**Quoted passage**
________________

Sectarianism is Foolish/Forbid him not!


adj. 1. Of, relating to, or characteristic of a sect.                                                                             2. Adhering or confined to the dogmatic limits of a sect or denomination; partisan.


“… sectarianism does not spring full grown from the ground. It is sown as a seed of self-chosen opinion, which grows into a division, and ultimately reaps, sectarianism. The sin of sectarianism is one of the worst sins. The Apostle Paul told us to “look at, regard attentively, take heed, beware, consider” those who behaved this way and “refuse, reject, decline, shun, avoid” them.”

Here is an example in the 9th Chapter of the Book of Mark …

….What was it you disputed among yourselves on the road?”
34 But they kept silent, for on the road they had disputed among themselves who would be the greatest.
35 And He sat down, called the twelve, and said to them, “If anyone desires to be first, he shall be last of all and servant of all.”
36 Then He took a little child and set him in the midst of them. And when He had taken him in His arms, He said to them,
37 Whoever receives one of these little children in My name receives Me; and whoever receives Me, receives not Me but Him who sent Me.”
38 Now John answered Him, saying, “Teacher, we saw someone who does not follow us casting out demons in Your name, and we forbade him because he does not follow us.”
39 But Jesus said, “Do not forbid him, for no one who works a miracle in My name can soon afterward speak evil of Me.
40 For he who is not against us is on our side.
41 For whoever gives you a cup of water to drink in My name, because you belong to Christ, assuredly, I say to you, he will by no means lose his reward.

Insight from a couple commentaries …

Ellicott’s Commentary for English Readers:
“The disciple desired to show, as in self-vindication, that he not only “received” his Master, but that he was unwilling to “receive” any who did not openly follow Him as a disciple. The fact of which he speaks is significant historically as indicating that one of the effects of our Lord’s work had been to stir up and quicken the spiritual powers of men outside the range of the company of disciples that gathered round Him. They believed in Him, or they would not have used His Name. They were fellow-workers with Him, for they were seeking to rescue the souls of men from frenzy and despair. Their faith was effective, for, as the narrative implies, they not only claimed the power to cast out demons, but did cast them out.”
The true disciples of Christ are to hinder no one who is really doing His work. The very fact that they do it will bring with it reverence and sympathy.”
“St. Paul rejoiced that every way Christ was preached”
What then? Only that in every way, whether in pretence or in truth, Christ is preached; and in this I rejoice, yes, and will rejoice. Philippians 1:18
Benson Commentary
“But to confine religion to them that follow us, is a narrowness of spirit which we should avoid and abhor.”

________________

**Recorded information**

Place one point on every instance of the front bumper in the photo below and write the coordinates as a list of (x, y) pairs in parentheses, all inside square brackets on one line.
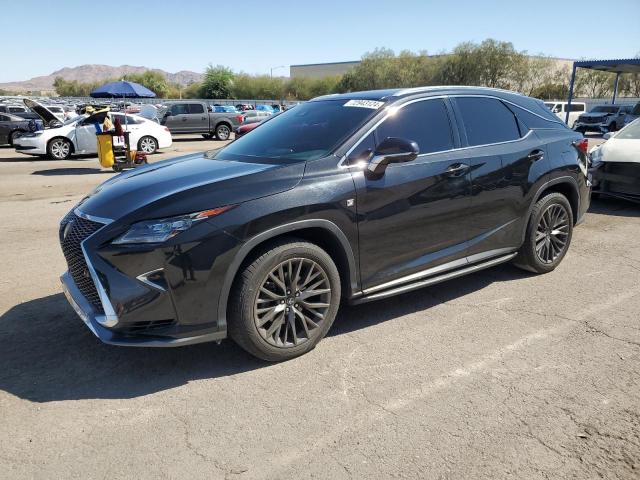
[(616, 179), (591, 127), (30, 145), (89, 316), (144, 295)]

________________

**Jobs**
**1)** From the piece on sectarianism, retype the portion starting with "34 But they" and going on through "on our side.".
**2)** Write what comes next in the piece on sectarianism, picking up after its final line.

**Answers to each task**
**1)**
34 But they kept silent, for on the road they had disputed among themselves who would be the greatest.
35 And He sat down, called the twelve, and said to them, “If anyone desires to be first, he shall be last of all and servant of all.”
36 Then He took a little child and set him in the midst of them. And when He had taken him in His arms, He said to them,
37 Whoever receives one of these little children in My name receives Me; and whoever receives Me, receives not Me but Him who sent Me.”
38 Now John answered Him, saying, “Teacher, we saw someone who does not follow us casting out demons in Your name, and we forbade him because he does not follow us.”
39 But Jesus said, “Do not forbid him, for no one who works a miracle in My name can soon afterward speak evil of Me.
40 For he who is not against us is on our side.

**2)**
 “Forbid him not — Neither directly nor indirectly discourage or hinder any man, who brings sinners from the power of Satan to God, because he followeth not us, in opinions, modes of worship, or any thing else which does not affect the essence of religion. For he that is not against us, is for us — Our Lord had formerly said, He that is not with me, is against me…”
Also, previously the disciples were not able to cast out a demon, so it must have been a real dissonance to them that they were Jesus chosen disciples–which they were likely proud of — but couldn’t cast out a demon like another person, who likely heard the gospel, but wasn’t as ‘set apart’ as them, or still a ‘child in christ.’ I wonder how often churches today who are proud of their status (historical, traditions, size) notice what the Lord is doing through smaller, less ‘impressive’ churches? (or smaller stricter, elitist churches towards the larger ‘liberal’ ones)
And speaking of churches, notice how ‘factions’ are seen as a deed of the flesh?
(factions: a small, organized, dissenting group within a larger one, especially in politics)
19Now the deeds of the flesh are evident, which are: immorality, impurity, sensuality, 20idolatry, sorcery, enmities, strife, jealousy, outbursts of anger, disputes, dissensions, factions, 21envying, drunkenness, carousing, and things like these, of which I forewarn you, just as I have forewarned you, that those who practice such things will not inherit the kingdom of God.

Just a thought, but I feel that Jesus is humorously upping the ante here (below), He speaks previously of the pride of sectarianism, and deals with the envy of wanting to be best in the kingdom,  followed by suggesting that they amputate their limbs to avoid sin! The Lord knows that even our hearts are deceitfully wicked and our minds can have wicked thoughts – so the only way that we could avoid sin on our own accord is to be a maimed vegetable at best, but more likely dead. He reveals to them their lunacy of their self vindication.  But since we know that that is not the route to salvation, the main point he’s getting at us  …..“Have salt in yourselves, and have peace with one another.”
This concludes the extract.